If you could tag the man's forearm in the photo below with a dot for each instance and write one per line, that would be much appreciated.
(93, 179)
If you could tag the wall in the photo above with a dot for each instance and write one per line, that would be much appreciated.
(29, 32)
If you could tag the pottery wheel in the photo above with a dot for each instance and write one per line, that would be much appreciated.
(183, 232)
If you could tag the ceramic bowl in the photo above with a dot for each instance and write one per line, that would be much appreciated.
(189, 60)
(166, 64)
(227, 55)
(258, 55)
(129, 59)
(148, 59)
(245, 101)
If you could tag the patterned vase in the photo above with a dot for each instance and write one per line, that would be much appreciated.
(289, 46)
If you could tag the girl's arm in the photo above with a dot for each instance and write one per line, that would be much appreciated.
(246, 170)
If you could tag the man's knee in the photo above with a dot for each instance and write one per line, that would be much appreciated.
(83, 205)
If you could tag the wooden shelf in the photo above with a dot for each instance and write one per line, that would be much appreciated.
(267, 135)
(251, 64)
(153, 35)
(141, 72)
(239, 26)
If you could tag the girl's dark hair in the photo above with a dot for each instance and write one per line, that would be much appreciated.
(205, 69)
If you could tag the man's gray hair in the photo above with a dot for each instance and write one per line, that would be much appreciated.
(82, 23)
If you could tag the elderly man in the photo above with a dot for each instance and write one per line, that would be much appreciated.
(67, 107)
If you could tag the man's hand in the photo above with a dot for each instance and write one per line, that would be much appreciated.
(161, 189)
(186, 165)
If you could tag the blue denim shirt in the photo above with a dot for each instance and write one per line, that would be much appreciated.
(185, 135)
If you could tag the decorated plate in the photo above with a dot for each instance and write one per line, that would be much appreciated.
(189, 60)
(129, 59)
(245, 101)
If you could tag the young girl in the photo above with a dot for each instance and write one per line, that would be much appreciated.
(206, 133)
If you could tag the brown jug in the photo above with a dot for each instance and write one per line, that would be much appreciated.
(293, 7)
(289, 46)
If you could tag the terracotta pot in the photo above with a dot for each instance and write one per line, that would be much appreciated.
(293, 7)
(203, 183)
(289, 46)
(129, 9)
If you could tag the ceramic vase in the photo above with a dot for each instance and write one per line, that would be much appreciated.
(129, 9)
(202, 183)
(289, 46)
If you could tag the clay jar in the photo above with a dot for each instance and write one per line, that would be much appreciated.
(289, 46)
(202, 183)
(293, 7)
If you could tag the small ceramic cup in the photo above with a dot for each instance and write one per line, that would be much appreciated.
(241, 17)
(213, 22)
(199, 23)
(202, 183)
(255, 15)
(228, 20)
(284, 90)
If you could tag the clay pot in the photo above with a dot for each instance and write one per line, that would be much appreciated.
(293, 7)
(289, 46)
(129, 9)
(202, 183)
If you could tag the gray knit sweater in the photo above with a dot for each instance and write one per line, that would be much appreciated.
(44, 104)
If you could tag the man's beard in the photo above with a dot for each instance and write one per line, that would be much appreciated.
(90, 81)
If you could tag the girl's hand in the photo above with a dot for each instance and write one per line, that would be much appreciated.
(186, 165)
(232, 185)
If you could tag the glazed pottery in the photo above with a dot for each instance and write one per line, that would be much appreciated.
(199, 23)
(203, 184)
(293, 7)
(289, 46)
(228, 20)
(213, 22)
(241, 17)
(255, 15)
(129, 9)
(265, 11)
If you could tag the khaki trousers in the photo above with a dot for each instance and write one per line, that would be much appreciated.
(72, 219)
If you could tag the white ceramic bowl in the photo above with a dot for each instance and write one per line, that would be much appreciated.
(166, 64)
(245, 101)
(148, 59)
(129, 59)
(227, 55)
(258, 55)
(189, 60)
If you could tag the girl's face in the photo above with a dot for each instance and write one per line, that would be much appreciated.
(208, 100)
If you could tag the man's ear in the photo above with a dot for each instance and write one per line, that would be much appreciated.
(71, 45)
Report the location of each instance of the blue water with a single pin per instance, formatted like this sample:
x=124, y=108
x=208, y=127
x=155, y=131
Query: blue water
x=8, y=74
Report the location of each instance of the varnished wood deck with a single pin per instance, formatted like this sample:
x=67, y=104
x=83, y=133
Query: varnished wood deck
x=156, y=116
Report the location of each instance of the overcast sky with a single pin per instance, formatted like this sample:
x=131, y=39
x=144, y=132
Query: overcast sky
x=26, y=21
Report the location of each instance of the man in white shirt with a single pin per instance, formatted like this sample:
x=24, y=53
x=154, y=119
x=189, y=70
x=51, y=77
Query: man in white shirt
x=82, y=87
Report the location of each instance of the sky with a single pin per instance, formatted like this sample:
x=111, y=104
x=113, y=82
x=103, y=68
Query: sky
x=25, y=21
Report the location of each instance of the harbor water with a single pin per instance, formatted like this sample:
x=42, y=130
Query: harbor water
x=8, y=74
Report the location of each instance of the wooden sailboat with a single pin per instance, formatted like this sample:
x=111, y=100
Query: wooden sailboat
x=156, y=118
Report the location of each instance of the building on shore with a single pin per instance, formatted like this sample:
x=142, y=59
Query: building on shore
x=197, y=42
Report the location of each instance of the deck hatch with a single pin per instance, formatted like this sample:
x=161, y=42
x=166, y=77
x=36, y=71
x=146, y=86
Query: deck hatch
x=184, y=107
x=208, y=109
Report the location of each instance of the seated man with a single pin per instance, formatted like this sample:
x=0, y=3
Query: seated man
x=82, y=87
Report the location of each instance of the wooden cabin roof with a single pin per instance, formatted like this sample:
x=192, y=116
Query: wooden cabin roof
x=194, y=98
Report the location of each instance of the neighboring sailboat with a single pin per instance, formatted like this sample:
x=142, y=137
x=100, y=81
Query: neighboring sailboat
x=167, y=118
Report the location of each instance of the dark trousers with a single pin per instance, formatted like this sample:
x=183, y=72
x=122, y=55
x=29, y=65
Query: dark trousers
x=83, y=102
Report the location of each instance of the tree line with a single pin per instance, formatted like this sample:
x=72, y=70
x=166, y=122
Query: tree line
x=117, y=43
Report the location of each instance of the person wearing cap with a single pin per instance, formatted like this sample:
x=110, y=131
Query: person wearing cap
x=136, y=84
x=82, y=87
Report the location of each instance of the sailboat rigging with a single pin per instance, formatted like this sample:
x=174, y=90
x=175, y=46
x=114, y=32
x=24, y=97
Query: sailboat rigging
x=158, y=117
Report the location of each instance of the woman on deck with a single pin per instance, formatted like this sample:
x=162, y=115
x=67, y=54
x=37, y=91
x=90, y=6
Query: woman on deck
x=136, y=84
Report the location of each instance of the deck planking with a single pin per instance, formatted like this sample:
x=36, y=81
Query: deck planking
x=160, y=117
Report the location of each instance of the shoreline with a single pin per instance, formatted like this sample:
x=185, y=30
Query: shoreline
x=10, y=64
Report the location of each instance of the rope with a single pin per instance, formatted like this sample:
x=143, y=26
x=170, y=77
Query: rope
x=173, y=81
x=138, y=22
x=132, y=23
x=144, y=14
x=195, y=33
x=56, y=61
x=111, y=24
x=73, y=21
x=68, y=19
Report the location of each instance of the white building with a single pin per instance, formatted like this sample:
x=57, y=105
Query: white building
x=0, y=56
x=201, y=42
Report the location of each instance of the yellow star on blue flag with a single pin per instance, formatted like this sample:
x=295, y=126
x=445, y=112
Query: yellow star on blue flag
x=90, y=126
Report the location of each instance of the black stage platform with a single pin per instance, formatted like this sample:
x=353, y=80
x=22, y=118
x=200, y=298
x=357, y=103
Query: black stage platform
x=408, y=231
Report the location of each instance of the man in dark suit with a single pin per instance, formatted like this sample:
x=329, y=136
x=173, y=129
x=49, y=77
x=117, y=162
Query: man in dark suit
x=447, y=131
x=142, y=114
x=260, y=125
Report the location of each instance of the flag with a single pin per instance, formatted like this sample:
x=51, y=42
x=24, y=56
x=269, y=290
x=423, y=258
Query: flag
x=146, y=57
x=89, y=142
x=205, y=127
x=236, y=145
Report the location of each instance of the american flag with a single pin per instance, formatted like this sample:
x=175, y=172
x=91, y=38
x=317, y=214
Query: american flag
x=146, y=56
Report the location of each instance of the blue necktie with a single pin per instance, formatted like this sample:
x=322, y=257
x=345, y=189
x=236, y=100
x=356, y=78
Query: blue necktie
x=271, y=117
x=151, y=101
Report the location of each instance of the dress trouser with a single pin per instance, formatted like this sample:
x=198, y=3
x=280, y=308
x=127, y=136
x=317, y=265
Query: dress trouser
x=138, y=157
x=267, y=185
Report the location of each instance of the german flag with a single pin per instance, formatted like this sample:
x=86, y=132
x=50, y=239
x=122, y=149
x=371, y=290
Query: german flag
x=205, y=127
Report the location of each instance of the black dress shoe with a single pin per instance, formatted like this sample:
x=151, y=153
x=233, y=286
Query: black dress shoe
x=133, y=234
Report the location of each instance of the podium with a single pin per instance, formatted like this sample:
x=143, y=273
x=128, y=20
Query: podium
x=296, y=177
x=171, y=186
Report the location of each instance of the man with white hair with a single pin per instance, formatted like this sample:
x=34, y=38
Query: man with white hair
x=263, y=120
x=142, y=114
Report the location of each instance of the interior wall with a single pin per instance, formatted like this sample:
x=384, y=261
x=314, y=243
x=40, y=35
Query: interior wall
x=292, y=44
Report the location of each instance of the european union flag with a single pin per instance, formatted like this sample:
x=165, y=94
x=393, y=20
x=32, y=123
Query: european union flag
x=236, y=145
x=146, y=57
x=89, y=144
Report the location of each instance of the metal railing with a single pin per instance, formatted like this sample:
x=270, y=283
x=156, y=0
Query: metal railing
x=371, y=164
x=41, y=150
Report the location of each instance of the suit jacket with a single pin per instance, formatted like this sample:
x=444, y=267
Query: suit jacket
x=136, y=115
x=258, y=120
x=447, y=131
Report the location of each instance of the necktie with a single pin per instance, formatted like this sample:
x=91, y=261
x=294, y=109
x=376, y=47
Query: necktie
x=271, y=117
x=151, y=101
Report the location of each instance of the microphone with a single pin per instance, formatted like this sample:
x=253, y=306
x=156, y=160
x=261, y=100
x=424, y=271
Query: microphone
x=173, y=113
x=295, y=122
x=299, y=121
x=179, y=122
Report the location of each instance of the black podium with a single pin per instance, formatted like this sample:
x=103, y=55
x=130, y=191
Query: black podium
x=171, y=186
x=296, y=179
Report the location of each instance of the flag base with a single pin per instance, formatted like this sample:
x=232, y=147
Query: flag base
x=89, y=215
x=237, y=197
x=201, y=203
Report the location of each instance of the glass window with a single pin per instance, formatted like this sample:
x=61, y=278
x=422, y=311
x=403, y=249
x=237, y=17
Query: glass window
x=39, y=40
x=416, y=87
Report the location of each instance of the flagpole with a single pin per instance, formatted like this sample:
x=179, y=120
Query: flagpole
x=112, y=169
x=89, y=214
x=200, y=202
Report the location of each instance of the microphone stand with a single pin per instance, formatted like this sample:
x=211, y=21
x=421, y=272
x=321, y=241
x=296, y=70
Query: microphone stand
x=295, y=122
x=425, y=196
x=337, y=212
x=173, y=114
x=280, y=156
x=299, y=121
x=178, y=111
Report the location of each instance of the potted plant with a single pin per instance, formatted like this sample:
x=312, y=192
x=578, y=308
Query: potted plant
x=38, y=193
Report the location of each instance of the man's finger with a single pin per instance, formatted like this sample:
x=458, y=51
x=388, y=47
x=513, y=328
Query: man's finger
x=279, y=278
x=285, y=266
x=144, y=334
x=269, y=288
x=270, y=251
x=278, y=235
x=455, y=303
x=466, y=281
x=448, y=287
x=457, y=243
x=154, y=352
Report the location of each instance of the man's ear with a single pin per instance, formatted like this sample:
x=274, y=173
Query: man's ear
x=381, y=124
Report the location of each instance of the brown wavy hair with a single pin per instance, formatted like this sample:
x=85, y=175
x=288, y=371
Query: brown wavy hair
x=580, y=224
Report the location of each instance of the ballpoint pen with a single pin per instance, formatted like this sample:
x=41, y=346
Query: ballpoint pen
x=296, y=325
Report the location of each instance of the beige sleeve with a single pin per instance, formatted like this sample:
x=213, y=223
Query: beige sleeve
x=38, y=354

§ **TO DO**
Could you convert everything from the line containing "Report the location of each instance of the flag base" down to the line containing "x=416, y=87", both included, into a numbered list with any blank lines left out?

§ **RESULT**
1. Report the location of each instance of the flag base with a single pin per instance, formatted like this sample:
2. x=232, y=147
3. Query: flag base
4. x=89, y=215
5. x=237, y=197
6. x=201, y=203
7. Report the location of each instance of the glass window with a single pin per instance, formatted like this sample:
8. x=61, y=278
9. x=422, y=311
10. x=403, y=249
11. x=237, y=17
12. Query: glass window
13. x=39, y=40
14. x=416, y=87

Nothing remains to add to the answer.